» 文档部分:
★ ★ ★ ★ ★

02月21, 2017

OpenStack Mitaka 调度分析

最近我们升级openstack到mitaka版本,对比新版本Mitaka与Kilo相比调度算法上有了一些变更,这里做一个简单的分析。

今天不是对整个调度算法从头到尾进行完整分析,我觉得没有必要,现在Google、百度一搜一堆关于OpenStack Nova 调度的文章(当然,最好还是看官方文档)。那我要说的是什么呢?我要说的是他们俩之间的一处变更---增加了对计算节点单独设置超卖的支持

Kilo版本中是在控制节点统一配置的。当然,如果你们使用了aggregate的话,每个aggregate有自己的超卖设置。 通过在计算节点单独设置超卖可以使得资源的调度更加的灵活;对于管理员来说就多了一些资源使用的策略。

Mitaka 版本3种超卖比

  • AggregateCoreFilter的cpu_allocation_ratio metadata key
  • Compute node的配置文件nova.conf支持cpu_allocation_ratio参数设置[新增]
  • Controller node nova.conf的cpu_allocation_ratio参数设置

Nova调度核心算法

  1. 从DB中拿All ComputeHosts;
  2. 根据CONF中的scheduler_default_filters过滤器循环使用每个过滤器顺序、一次对上一个filter过滤出来的ComputeHosts进行过滤(不要被绕晕喽);
  3. 对filters筛选出来的ComputeHosts进行加权处理(weights);
  4. 选出可用的ComputeHosts。

问题

QA1: Filter的顺序(CoreFilter和AggregateCoreFilter)设置是否会影响到筛选的结果?

★ ★ ★ ★ ★

» 记录数据:
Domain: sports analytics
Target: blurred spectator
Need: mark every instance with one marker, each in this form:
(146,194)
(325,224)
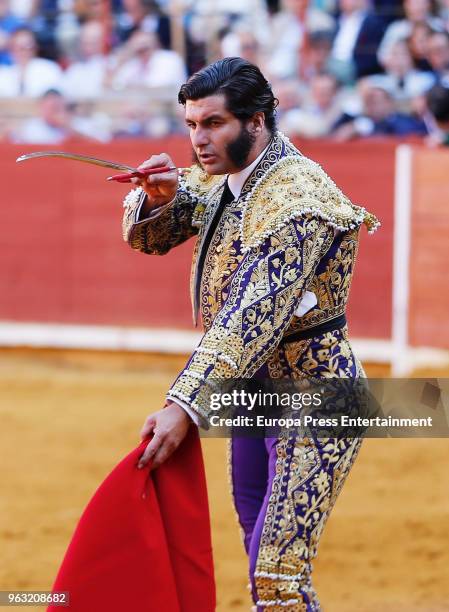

★ ★ ★ ★ ★

» 书面指令 1: 按OpenStack Mitaka调度分析这篇文档部分的说法,Kilo版本的超卖比是在哪里统一配置的?
» 书面指令 2: 请从OpenStack Mitaka调度分析这篇文档部分最后一句之后接着往下写。

» 练习作答 1: 在控制节点统一配置。

» 练习作答 2:
结论:Filter的顺序不同会影响调度的结果。

QA2: 添加了对单个ComputeNode设置超卖后,这三种设置优先级是怎样的呢?

结论: 优先级:a > b > c 也就是说,当着3个值都存在时最先使用aggregate中的cpu_allocation_ratio值进行过滤筛选; 其次是计算节点本身设置的值,最后才是控制节点的全局值。

QA3: flavor设置了extra specs和没设置extra specs的请求过滤过程是怎样的? 设置了extra specs的能否调度到加入到没有加入任何aggregate中的计算节点上? 没设置extra specs的能否调度到加入了aggragate中的计算节点?

结论:比较复杂,看后面分析。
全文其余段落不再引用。